[Supplied passage Boundary: Start]
((((((((((((((((((((((((((((((Daylily))))))))))))))))))))))))))))))))))))
What a pleasure to hear from you!
If I understood you correctly, you were not talking about femininity of physical appearance, but a deeper force behind that, it is about loving your own body and not getting sick! Could it be more as a symptom or metaphor of something deeper you are struggling with, in terms of legacy from your mother? Do you have children of your own? I know that when I started confronting my sister's voice in my head, it started over something as small as my decision to travel.
It is so easy to give advice to each other on how to deal with our mothers, they are all the just the same, but so difficult to advice on how to broker our relationship with ourselves, for each of us is so unique, so I will not even venture in the marshy lands. I can only share my own experiences.
As for taking care of the body. I am in my early forties. At this age, taking care of the body is really more for my health and energy level than for outward physical appearance. I have found that when I take care of my body, I really feel good and productive, and vice versa. During my recent problems with my mother, I just slipped on all fronts, including taking care of my body, not exercising regularly. I am really very sensitive to my environment and external circumstances of my life as far as taking care of myself is concerned.
A lot of my pain in life comes from trying to change myself for wrong reasons, to win approval or to fit in, because it was socially expected, or any number or reasons. For decades I tried to be someone I was not, chitchat, make small talk, go to parties (even when I hated them). It was silly, really. I wish someone had told me then that just be yourself, kind of like don’t try to be a tennis player when what you are really good at is guitar. Stay up here and read your books instead of joining the big party downstairs. Accepting myself as I am has been the single most valuable change I ever made in myself (therapy helped a lot), in that I no longer want to change unless I see a need to change myself (as opposed to someone else seeing a need to change me.)
[Supplied passage Boundary: End]
[Recorded data Boundary: Start]
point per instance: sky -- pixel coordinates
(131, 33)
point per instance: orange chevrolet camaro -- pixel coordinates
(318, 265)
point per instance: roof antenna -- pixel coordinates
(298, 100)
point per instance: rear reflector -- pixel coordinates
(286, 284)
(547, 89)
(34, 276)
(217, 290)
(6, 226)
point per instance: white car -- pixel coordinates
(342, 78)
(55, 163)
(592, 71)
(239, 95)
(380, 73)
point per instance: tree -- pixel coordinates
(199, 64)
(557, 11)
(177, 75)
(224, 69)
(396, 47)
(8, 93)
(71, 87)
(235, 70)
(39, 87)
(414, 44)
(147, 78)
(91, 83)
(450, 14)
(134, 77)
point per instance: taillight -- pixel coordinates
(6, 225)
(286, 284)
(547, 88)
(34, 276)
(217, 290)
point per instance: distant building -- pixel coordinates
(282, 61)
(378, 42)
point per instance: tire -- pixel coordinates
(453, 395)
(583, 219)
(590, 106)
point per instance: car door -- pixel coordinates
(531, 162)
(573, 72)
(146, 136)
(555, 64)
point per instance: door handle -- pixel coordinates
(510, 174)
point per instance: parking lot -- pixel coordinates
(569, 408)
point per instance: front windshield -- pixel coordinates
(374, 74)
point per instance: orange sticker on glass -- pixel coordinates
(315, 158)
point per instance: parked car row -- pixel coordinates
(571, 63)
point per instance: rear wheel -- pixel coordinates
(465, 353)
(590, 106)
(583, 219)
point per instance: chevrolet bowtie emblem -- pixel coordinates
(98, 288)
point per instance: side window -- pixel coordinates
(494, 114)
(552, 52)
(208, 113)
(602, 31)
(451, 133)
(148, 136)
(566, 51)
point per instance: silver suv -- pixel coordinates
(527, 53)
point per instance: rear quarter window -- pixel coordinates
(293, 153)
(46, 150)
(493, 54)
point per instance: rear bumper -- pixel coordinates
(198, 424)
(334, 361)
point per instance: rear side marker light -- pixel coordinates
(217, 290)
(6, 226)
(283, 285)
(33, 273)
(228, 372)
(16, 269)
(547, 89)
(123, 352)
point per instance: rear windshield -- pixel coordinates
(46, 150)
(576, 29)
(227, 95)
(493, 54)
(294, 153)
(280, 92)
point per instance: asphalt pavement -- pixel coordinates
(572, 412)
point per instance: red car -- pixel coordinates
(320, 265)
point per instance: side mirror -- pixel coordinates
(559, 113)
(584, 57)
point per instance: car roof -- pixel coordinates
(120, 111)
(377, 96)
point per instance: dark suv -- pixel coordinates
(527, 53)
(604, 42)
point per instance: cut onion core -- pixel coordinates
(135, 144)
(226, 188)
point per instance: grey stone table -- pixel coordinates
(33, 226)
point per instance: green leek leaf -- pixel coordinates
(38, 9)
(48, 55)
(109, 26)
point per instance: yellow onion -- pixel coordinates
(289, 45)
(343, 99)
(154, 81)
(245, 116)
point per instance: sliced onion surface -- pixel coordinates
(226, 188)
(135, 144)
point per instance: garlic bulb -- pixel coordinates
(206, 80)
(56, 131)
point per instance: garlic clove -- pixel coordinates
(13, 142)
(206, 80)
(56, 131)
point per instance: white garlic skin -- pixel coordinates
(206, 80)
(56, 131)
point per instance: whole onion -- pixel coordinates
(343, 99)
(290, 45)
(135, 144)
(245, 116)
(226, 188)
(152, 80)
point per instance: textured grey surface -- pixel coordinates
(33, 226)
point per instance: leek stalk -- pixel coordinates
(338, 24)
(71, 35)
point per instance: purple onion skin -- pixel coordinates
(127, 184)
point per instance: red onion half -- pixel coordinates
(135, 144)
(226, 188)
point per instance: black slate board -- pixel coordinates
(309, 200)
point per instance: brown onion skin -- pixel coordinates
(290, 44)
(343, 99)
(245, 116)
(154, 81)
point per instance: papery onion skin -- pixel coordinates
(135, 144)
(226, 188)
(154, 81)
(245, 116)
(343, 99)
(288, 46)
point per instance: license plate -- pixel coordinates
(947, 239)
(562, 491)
[Recorded data Boundary: End]
Please extend the personal reply about mothers and self-acceptance, picking up right after its final sentence.

Then I have tried to change because I was in a lot of pain and there was no other way out. I was really unhappy in the kinds of jobs I was choosing. I had an intense and insatiable need of approval from my family and choosing these jobs won me approval from my family, but I was so miserable, kind of like having my feet trapped in shoes that were two sizes smaller. I didn’t know that I could just take off the shoes and kick them away! I didn’t know that all that pain was so unnecessary! When my dad died, this need for approval from him melted. I finally changed my career path. I don’t know if I could have done it while he was alive. May be may be not. Who knows?
As a child, I never showed any talent for art. A few years ago, I got a paint box and spontaneously started painting. After I made my first painting, the friend I was with just hugged me and told me that he loved it! It really felt to me as though he meant it too, as opposed to the fake encouragement I would get from my mom or sis! I’d had had real encouragement from someone so few times in my life that whenever I got it felt like a precious gift to me and stirred something deep within me. That got me started on taking up art as my hobby and I have never looked back since. For the first time in my life, I felt an intrinsic motivation to get better at something. Art has been a great healing force for me in a lot of ways. I love getting beneath the surface and understanding subtleties, and I think nothing in the world is as subtle as drawing a line. The change has come only because I loved doing this for its own sake. I have often thought what would it have been like if I was with someone other than that particular friend that day when I first made that painting (I still have my first painting, I see how bad it was.) I don’t think I would have made another if I had not received that shot of encouragement from my friend. It is scary sometimes to think how certain chance incidents guide the course of our life.
I, for one, can really use lot of encouragement from those around me, support from my friends, and a lot of handholding when I am trying to change something.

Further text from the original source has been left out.